WORK TO COMPLETE: Return the entries below precisely, omitting nothing.

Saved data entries

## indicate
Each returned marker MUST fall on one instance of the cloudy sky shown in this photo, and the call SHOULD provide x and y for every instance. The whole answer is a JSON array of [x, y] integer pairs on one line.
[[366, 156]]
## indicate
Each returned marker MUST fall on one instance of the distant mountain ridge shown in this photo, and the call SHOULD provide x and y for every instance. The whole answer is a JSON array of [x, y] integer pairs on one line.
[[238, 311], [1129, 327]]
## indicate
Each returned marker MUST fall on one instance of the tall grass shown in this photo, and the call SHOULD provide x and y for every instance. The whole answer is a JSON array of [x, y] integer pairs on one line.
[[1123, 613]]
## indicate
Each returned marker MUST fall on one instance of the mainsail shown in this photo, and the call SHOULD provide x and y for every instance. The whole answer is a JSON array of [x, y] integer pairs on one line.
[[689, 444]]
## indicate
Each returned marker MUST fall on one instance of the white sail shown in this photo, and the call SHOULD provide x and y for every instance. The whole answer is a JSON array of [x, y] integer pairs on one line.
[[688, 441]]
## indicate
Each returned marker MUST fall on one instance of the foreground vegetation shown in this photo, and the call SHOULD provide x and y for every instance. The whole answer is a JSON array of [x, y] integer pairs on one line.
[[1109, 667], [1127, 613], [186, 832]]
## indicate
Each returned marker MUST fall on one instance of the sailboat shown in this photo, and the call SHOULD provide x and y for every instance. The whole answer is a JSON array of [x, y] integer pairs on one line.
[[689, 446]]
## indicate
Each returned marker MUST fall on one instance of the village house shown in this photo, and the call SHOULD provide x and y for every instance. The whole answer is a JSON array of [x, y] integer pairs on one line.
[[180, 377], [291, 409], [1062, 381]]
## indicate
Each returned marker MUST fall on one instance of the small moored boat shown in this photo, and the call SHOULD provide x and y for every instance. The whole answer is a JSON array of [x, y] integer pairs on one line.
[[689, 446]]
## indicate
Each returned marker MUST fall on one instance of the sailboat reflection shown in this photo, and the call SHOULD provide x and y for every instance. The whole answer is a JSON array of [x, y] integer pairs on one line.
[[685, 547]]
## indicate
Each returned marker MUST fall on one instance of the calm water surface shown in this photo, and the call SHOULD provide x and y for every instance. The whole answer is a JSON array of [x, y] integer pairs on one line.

RESPONSE BOX:
## indicate
Each returned marker MUST fall on one instance of the cloudy sky shown in this photo, and the call SHOULD provide x and y for every instance. The whole answer is a JSON array of [x, y] integer pairs on one line.
[[366, 156]]
## indicate
Each returned marker MUST fall on one instance of the distant mountain ridge shown in this photo, and the call SHOULD provide x and y for every instance. The whole answer is a JSON array of [x, y] integer pairs on one line.
[[238, 311], [1129, 327]]
## indicate
Each returned marker MUST fall on one instance of the tall grass shown in this photo, and the call SHOULD provide x and y for every instance. The whole answer is a JSON array of [x, y] integer pairs on one line.
[[1123, 613]]
## indicate
Each returned marker MUST fall on one instance of the mainsail shown in this photo, and the call SHOULD provide x and y for every instance. The whole answer is a JSON array of [x, y] integer pairs on one line.
[[689, 444]]
## indicate
Each returned marker MUST fall on one instance of the white sail shown in this photo, and the call SHOULD provide x and y for every instance. The whole answer is a JSON array of [x, y] integer pairs on one line.
[[688, 441]]
## indicate
Each returned marker MUST fall on one instance of the foreground vegetation shown in this photo, and the call SHOULD provide x and y for every instance. The whole answer is a JSON array of [x, y] integer pairs on one line.
[[1109, 667], [1127, 613], [186, 832]]
## indicate
Each returned marker MUST fall on one instance of the sailboat shown in this photo, and the call SHOULD provide x and y for every instance. The whole answer is a JSON array of [x, y] integer pairs on one line.
[[689, 446]]
## indicate
Each returned marker MUST fall on one instance of the village house shown in this photo, and the call SHOULD provide x and y for every instance. The whole answer is a JSON array of [x, y] integer pairs on one line.
[[180, 377], [291, 409], [1062, 381]]
## indicate
Each returned marker MUST fall on one instance of the small moored boat shown in this photo, and the call SHOULD provide x and y for every instance. The whole answer is a JSON array of [x, y] integer pairs on one line.
[[689, 446]]
## indicate
Each returned marker MUST fall on one instance of the sailboat reflection shown in this photo, and the call SHOULD provide x and y for every instance. The whole answer is a JSON array of [x, y] integer pairs on one line.
[[685, 547]]
## indicate
Each returned marker MUST fall on one instance of the calm water surface shown in this photo, and the call SHOULD provide x and y for every instance. The whole answer is a JSON array of [x, y] integer pairs on one line.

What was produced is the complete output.